Task prompt: Will you output all of the data below exactly, omitting the images?

Stored items:
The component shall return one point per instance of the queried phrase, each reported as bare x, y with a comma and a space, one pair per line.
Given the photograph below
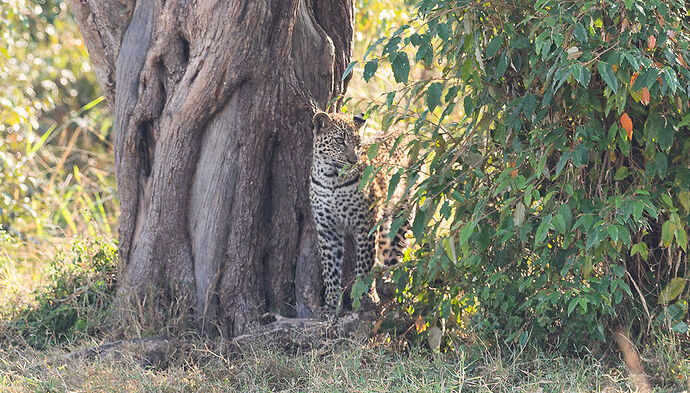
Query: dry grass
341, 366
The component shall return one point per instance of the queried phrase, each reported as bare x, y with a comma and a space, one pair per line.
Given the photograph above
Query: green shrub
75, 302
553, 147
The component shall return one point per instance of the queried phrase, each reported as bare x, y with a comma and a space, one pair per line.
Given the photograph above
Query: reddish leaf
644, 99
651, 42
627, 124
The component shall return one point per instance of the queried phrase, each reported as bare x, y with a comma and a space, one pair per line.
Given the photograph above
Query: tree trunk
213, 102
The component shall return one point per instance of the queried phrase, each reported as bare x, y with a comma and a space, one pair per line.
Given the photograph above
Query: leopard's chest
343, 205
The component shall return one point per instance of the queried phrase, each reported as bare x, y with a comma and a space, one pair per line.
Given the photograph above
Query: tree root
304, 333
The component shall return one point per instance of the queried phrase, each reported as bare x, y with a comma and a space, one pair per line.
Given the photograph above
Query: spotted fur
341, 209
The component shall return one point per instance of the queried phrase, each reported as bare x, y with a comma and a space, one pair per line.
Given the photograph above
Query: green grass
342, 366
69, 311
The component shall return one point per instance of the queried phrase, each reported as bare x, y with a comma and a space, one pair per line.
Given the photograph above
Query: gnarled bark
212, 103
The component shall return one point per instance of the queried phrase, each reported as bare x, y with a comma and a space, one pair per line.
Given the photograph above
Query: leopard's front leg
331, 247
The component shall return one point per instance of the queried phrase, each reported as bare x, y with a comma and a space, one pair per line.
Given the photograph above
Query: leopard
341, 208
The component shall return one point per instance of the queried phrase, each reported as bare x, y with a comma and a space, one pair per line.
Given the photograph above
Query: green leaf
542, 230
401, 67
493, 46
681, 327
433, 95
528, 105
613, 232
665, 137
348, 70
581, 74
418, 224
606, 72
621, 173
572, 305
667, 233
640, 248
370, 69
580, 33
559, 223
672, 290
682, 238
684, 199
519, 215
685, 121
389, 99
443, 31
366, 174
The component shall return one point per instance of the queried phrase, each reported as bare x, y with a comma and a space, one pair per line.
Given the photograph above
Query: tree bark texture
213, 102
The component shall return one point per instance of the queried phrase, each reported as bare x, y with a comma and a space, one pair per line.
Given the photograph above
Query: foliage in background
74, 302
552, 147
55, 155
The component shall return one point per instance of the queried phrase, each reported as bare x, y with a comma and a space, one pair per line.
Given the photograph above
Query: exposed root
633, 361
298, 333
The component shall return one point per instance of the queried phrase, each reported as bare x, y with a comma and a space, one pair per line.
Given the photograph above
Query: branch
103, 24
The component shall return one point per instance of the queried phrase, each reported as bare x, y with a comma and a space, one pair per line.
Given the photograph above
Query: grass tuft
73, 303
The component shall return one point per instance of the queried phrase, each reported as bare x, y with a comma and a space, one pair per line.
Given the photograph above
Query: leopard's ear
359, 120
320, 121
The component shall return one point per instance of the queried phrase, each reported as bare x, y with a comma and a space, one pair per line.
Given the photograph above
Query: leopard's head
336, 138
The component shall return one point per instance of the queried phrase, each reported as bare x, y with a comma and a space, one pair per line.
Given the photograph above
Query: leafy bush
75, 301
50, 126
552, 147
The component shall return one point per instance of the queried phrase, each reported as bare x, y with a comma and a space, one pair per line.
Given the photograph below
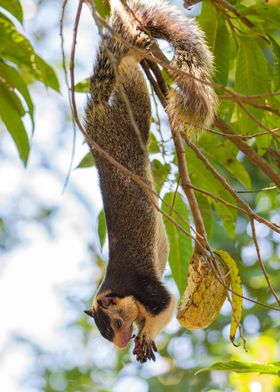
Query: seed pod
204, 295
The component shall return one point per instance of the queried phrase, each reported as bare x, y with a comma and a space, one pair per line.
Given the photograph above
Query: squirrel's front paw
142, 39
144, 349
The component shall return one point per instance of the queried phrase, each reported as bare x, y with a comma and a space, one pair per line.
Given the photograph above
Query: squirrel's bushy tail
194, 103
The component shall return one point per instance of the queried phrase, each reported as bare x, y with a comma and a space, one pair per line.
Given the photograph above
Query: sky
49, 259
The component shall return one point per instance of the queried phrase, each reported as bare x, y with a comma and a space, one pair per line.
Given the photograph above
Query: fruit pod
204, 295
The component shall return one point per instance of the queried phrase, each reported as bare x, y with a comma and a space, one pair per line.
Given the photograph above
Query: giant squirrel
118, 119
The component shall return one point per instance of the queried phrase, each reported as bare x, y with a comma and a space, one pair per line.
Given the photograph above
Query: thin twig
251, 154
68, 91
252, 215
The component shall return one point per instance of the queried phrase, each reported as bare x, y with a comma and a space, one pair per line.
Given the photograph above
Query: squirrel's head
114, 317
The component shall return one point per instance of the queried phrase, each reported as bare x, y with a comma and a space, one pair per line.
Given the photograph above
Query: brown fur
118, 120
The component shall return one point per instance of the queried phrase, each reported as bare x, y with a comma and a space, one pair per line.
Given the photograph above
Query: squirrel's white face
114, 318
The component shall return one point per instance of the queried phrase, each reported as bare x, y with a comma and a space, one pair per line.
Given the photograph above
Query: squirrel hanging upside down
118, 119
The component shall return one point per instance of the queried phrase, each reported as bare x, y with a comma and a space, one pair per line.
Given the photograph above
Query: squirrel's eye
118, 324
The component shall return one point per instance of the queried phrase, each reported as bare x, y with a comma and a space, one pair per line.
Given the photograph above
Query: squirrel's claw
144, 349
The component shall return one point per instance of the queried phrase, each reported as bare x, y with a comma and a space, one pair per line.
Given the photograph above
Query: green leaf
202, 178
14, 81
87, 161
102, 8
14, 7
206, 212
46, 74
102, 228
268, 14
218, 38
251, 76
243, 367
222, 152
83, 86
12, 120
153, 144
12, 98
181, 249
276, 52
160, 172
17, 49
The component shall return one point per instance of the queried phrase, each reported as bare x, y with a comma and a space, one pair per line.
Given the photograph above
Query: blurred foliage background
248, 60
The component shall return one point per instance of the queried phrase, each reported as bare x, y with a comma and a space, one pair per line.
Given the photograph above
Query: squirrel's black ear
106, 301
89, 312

Full solution:
The component shall return one point per instance of the queried phrase, each reported as bare x, y with a comma and a space, one pair per line.
Given the photograph below
Query: dry grass
341, 366
The component shall return one point per instance of the queried phrase, each reported as bare x, y with a comma and a space, one pair per line.
Given the photograph above
Query: green shrub
75, 302
553, 147
The component shall return one point per instance of the queried phrase, each reported as bare x, y with a comma and a space, one pair per line.
Given the photograph above
Query: reddish leaf
644, 99
651, 42
627, 124
The component shall return one point per instance of the queried phrase, each reported as bare x, y with a comma and a space, one pair per line.
Given the photograph above
Query: tree trunk
213, 102
The component shall return one point per instance of the queried phrase, each reported as bare x, y with a comma and a space, one pair per line.
Given the photograph above
Query: leopard's chest
343, 205
The component shall return one point per instance of the queried phrase, each reported as bare x, y with a comma and a space, one pair per line.
Given the photograph above
Query: tree root
304, 333
The component shall return one point per instance of the queried phrase, each reported as bare x, y with a comma and a space, one pair per line.
Given the photograph above
Query: spotted fur
341, 209
The component shall return one point per instance of the queried phrase, each reported as bare x, y with a comma and a space, one pair per line.
Given the photograph above
Query: green grass
342, 366
69, 311
The component shall return one point per instance of the queried phrase, each reported as bare x, y with a comma and a space, one pair per line.
Given the photograph above
Query: gnarled bark
212, 103
The component shall return one point per instance of the queried phrase, each reported as bare x, y with a comma and a space, one pair per line.
Given the photograph above
Query: leopard's front leg
331, 247
The component shall return one point per instance of the queried phrase, each reported as bare x, y with a comma and a space, one pair per line.
Given the photograph above
Query: leopard
341, 208
The component shall return one point per instance of the queried phrase, each reported as bare x, y with a comma and a space, one pair per line.
Given the photograph above
Query: green leaf
542, 230
401, 67
493, 46
681, 327
433, 95
528, 105
613, 232
665, 137
348, 70
581, 74
418, 224
606, 72
621, 173
572, 305
667, 233
640, 248
370, 69
580, 33
559, 223
672, 290
682, 238
684, 199
519, 215
685, 121
389, 99
443, 31
366, 174
The component shall return one point per instance of the queried phrase, each reported as bare x, y with a comma and a space, one pair per line.
Given the photograph above
Query: tree bark texture
213, 102
The component shall return one point per instance of the queried phrase, each reported as bare x, y with a comma and a space, one pair per line.
Given the photograph above
Query: foliage in background
74, 302
552, 147
55, 155
The component shall return one point per instance of the queried phrase, each reported as bare x, y with a comma and a space, one pair per line.
Given the photograph above
Query: exposed root
633, 361
298, 333
The component shall return one point per instance of the queried phrase, each reported as bare x, y with a comma and a space, one pair per line.
Given the photograph above
Query: branch
103, 24
The component shall return one point per instance of the queried phrase, each reported as bare x, y with a comma and a space, one pair per line.
Given the photograph above
Query: grass tuft
73, 303
The component shall return one point per instance of the queried phrase, each reported as bare x, y with a comma and a space, one pair per line.
Given the photograph above
Query: leopard's ear
359, 120
320, 121
The component shall return one point per instance of the queried phrase, each reported as bare x, y with a comma and a space, one pair per line.
Given the photograph above
Query: leopard's head
336, 138
The component shall return one point per instance of the queried phrase, each reported as bare x, y with a comma and a space, one pair per line.
Given the photograph above
Query: leafy bush
75, 301
50, 126
552, 147
The component shall return one point per instance of the queried phrase, each reported as bare x, y with a comma and a space, one pair per line.
Given the photograph below
Query: seed pod
204, 295
The component shall return one point per instance of the queried phrase, each reported as bare x, y with a comma and a space, one pair per line.
Given the photograph above
Query: squirrel's front paw
142, 39
144, 349
The component shall return one point per instance of the queried phrase, each reported as bare x, y with a comma and a space, one pair per line.
Given the photograph above
Query: squirrel's bushy tail
194, 103
The component shall return one point per instance of the queried phrase, each reported as bare x, y with a comma and a space, one pair per line.
Given the photograph above
Query: sky
49, 259
The component shall return one point per instance of the queried phrase, each reported as bare x, y with a comma and a space, one pair per line.
Given the photograph above
Query: fruit pod
204, 295
The component shall return one point per instance of the queried phrase, each reported as bare x, y with a comma and a space, one pair per line.
Given the photograph above
Query: giant squirrel
118, 119
The component shall return one point per instance of the queried phrase, each reported as bare x, y with a comma and a space, one pair per line.
Given the photograph above
Query: thin twig
251, 154
68, 91
252, 215
The component shall return one point per instance of the queried phrase, each reported as bare x, y with a comma and a space, one pair per line.
Given the photograph above
Query: squirrel's head
114, 317
The component shall return one point per instance of the queried phrase, each reported as bare x, y with a comma and a space, one pair per line.
Given the photograph above
Query: brown fur
118, 120
The component shall return one point per instance of the queried phrase, each reported as bare x, y with a comma and a space, one pair per line.
Given the photograph above
Query: squirrel's white face
114, 318
The component shall return one point per instance of the queried phrase, each reported as bare x, y with a comma and a space, one pair per line.
Given the photograph above
Query: squirrel hanging upside down
118, 119
The component shall return one point per instance of the queried phrase, each reported as bare x, y with a comma and a space, one pair per line.
Given the photograph above
Query: squirrel's eye
118, 324
The component shall return one point per instance of the queried phrase, each reported as bare x, y with a comma and a space, one pair per line.
Given the photograph above
Query: squirrel's claw
144, 349
The component shall return one point per instance of the queried phrase, each reported as bare x, y with a comma and a space, one pair per line.
Given the photograph above
Query: green leaf
202, 178
14, 81
87, 161
102, 8
14, 7
206, 212
46, 74
102, 228
268, 14
218, 38
251, 76
243, 367
222, 152
83, 86
12, 120
153, 144
12, 98
181, 249
276, 52
160, 172
17, 49
The component shall return one point per instance of the queried phrase, each reported as bare x, y with a comma and a space, one pair per line.
Given the photograph above
Query: blurred foliage background
248, 60
The component shall return one point per instance of the queried phrase, each reported as bare x, y with a comma and a space, one pair per line.
Given the photograph above
Query: squirrel's black ear
106, 301
89, 312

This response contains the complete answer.